- [TASK]: Repeat the lines of the listing below word for word, starting at the line containing "Task: locate the pebble" and ending at the line containing "Task: locate the dark", both included.

-- Begin LISTED RECORDS --

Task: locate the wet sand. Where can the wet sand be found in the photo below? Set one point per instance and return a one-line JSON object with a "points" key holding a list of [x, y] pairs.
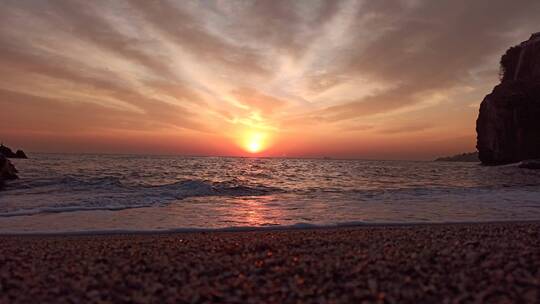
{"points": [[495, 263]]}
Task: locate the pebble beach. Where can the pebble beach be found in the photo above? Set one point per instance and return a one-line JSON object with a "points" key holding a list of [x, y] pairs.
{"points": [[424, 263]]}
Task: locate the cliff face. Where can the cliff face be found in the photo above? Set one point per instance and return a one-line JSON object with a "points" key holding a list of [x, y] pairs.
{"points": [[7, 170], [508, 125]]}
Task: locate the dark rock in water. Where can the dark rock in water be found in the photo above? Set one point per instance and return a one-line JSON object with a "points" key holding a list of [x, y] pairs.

-- End LISTED RECORDS --
-- Begin LISTED RECORDS --

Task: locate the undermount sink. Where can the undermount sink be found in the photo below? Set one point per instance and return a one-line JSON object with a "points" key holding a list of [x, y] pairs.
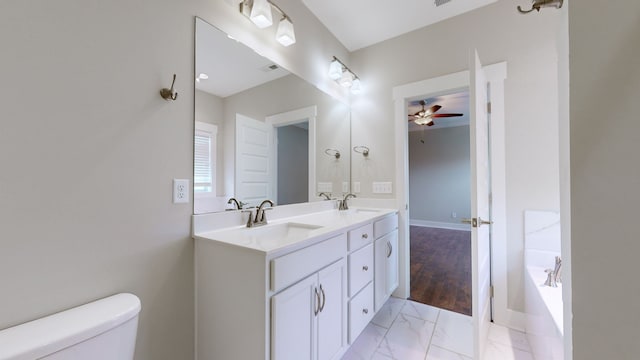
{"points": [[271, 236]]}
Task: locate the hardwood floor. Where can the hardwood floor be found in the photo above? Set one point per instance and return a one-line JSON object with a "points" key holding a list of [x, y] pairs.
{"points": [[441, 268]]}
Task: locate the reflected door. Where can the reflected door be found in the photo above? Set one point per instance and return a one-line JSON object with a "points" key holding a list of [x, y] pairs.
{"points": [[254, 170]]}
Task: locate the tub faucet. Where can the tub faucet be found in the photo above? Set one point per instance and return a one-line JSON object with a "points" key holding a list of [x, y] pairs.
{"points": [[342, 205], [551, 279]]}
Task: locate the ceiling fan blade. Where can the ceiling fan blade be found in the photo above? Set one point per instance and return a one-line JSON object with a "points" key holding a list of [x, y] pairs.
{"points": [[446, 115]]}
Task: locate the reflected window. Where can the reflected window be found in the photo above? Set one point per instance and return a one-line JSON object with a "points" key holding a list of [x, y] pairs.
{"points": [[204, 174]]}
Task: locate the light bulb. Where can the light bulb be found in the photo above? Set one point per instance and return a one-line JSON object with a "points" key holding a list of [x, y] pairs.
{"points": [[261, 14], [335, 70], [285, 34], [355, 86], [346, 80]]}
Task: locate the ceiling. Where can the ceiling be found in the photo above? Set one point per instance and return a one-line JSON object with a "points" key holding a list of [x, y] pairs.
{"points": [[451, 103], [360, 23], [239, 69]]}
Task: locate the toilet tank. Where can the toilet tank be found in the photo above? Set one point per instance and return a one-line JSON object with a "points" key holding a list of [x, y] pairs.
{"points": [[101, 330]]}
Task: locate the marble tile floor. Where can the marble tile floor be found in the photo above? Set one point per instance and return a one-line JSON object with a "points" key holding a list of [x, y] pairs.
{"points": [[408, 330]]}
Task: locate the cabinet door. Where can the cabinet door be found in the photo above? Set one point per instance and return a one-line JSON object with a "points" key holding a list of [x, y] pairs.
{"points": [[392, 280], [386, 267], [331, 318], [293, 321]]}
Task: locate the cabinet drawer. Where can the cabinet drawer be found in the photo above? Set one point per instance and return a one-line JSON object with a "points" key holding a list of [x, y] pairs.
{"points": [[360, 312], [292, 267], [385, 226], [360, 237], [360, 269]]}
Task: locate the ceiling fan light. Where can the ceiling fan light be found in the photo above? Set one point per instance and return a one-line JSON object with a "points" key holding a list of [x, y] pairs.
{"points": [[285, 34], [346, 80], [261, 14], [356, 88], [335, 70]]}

-- End LISTED RECORDS --

- [COMPLETE ANSWER]:
Task: locate the pebble beach. Where can the pebble beach be found in the photo above? Set one point per instance and return a one-line JSON object with a "points" key holding a list of [x, y] pairs.
{"points": [[424, 263]]}
Task: locate the cliff face. Where can the cliff face be found in the photo above? Set one point per instance and return a one-line JSON object with a "points" key holding a list of [x, y] pairs.
{"points": [[7, 170], [508, 125]]}
Task: locate the dark rock in water. Where can the dark rock in water be found in the photo above? Set one point per instance and return a one-line JSON object with a "points" key holding a list of [x, y] pairs.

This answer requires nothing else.